Written tasks:
1/ In the profile of Herb A. Granath, which European sports network did he help found at the end of the 1980s?
2/ Write the next part of the Herb A. Granath profile, starting after its final paragraph.

Document passage:
Herb A. Granath

Creating television networks is his life's passion and great achievement

When you can say that you were there for the development of the largest and most successful sports network on two continents, you know you must have done something right. Herb A. Granath, chairman emeritus of ESPN, can lay claim to that fame, as well as a lifetime of other TV achievements.

During the 1980s he was one of the people instrumental in turning ESPN, then a startup channel in the backwoods of Connecticut, into what would become The Walt Disney Co.'s most reliable profit driver. At the end of the decade, Granath would have a hand in the founding of Eurosport, Europe's largest cable and satellite sports network.

In fact, Granath has had a hand in the founding or development of a slew of important networks, encompassing not just the two most successful sports channels in the world, but blue-chip networks such as A&E, History and Lifetime, while also taking ABC global as chairman of Disney/ABC International.

“I get bored easily,” Granath says. “Once something gets going and is doing all right, then I look and say, 'OK, what else can we do that could be some fun and maybe a challenge?'”

Even with his tenure at ESPN in the past, Granath still keeps on his toes, serving as co-chairman of Crown Media Holdings, the parent company of Hallmark Channel; chairman of the National Academy of Television Arts & Sciences (and former president of the International Television Academy); and vice chairman of Central European Media, which manages broadcast operations in Central and Eastern Europe.

In the early '80s Granath was tasked by ABC to develop a presence for the network in the still-nascent cable business. He says that trying to make deals was easier said than done, especially when operators were suspicious of the networks' motives.

“I had a tough time getting us into the cable business because I came from the network television business, and the networks were the enemy of cable in those days. In fact, the networks did everything they could to stifle cable,” Granath says. “I had to go around hat in hand saying, 'My job is to get ABC into cable. I'm not the enemy, I'm on your side.'”

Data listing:
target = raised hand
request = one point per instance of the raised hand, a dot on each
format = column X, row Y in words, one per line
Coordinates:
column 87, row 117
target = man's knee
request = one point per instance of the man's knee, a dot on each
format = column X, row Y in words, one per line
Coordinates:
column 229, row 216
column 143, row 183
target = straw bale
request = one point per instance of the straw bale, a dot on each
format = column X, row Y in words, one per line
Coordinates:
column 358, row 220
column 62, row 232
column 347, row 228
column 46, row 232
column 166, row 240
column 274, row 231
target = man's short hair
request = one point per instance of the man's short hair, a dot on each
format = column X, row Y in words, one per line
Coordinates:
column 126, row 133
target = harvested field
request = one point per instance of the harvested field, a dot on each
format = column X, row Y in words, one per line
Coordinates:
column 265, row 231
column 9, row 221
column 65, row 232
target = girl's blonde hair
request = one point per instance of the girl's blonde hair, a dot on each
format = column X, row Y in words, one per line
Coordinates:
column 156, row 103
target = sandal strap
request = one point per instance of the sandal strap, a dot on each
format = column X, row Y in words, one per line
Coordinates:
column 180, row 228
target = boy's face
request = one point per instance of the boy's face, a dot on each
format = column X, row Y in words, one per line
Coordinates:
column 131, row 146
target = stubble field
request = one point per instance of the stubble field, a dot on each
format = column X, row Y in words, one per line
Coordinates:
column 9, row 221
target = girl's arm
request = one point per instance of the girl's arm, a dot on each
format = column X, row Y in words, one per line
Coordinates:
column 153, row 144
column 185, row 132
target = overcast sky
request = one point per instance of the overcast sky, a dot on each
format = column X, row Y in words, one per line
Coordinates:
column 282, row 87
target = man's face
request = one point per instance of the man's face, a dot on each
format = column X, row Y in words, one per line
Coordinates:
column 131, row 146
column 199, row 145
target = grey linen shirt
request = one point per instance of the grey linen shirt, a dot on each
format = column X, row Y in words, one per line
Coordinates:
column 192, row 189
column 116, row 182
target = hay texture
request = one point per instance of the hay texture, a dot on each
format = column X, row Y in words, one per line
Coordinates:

--

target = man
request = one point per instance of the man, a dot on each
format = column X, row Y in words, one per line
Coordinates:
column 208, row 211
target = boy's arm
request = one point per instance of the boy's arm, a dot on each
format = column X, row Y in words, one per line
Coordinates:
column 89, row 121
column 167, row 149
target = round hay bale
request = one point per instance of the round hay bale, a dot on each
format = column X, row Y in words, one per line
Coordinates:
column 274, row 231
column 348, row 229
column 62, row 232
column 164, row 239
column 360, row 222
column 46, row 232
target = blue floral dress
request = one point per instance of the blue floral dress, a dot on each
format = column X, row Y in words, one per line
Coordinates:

Expected responses:
1/ Eurosport, Europe's largest cable and satellite sports network.

2/
Ray Joslin, currently Hearst's president of entertainment, recalls how the company he and Granath were tasked with creating, Hearst-ABC Video Services, was named on a coin flip. If it landed heads, it would be ABC-Hearst Video Services; if it was tails, it would be Hearst-ABC Video Services. It came up tails.

“What other way are you going to do it?” Granath says. “We were going to be 50/50 partners. Life is too short for distractions, and [choosing which name goes first] is a distraction.”

Still, Joslin says that the event showed what a straight shooter Granath was. Rather than let a silly thing like a name drag them down, he knew where the priorities for the company had to be.

“It's that kind of cooperation and trust and good faith that has permeated this relationship ever since,” Joslin says. He and Granath subsequently served on the boards of Lifetime and A&E for more than 20 years.

That trust was also present throughout Granath's time at ESPN. Steve Bornstein, now CEO of NFL Network, knew Granath well from Bornstein's time as president and CEO of the sports network.

“Warren Buffett says you can't teach a new dog old tricks,” Bornstein says. “[Granath] offered really good counsel and guidance when you needed it, and he also respected talent and gave people authority to execute against their talent.”

As the chairman of Disney/ABC International, Granath led one of the earliest charges into Europe, then a continent dominated by state-run media outlets.

“We were the first network to really go overseas and start to invest,” he says. “We believed that all television is primarily local, and the more local, the better. Eventually commercial television began to emerge in Europe, and so we went from country to country, found the best local production companies and bought into them.” It was there that he became a founding partner of Eurosport, pumping up the new network with programming from ESPN.

In between taking ABC into the cable world and Europe, Granath found the time to take them someplace a little closer to home—Broadway. “We were a 400-pound gorilla in the television business, but we were nothing in the theater world, so it figured that we should partner with someone who is a 400-pound gorilla in the theatrical business.”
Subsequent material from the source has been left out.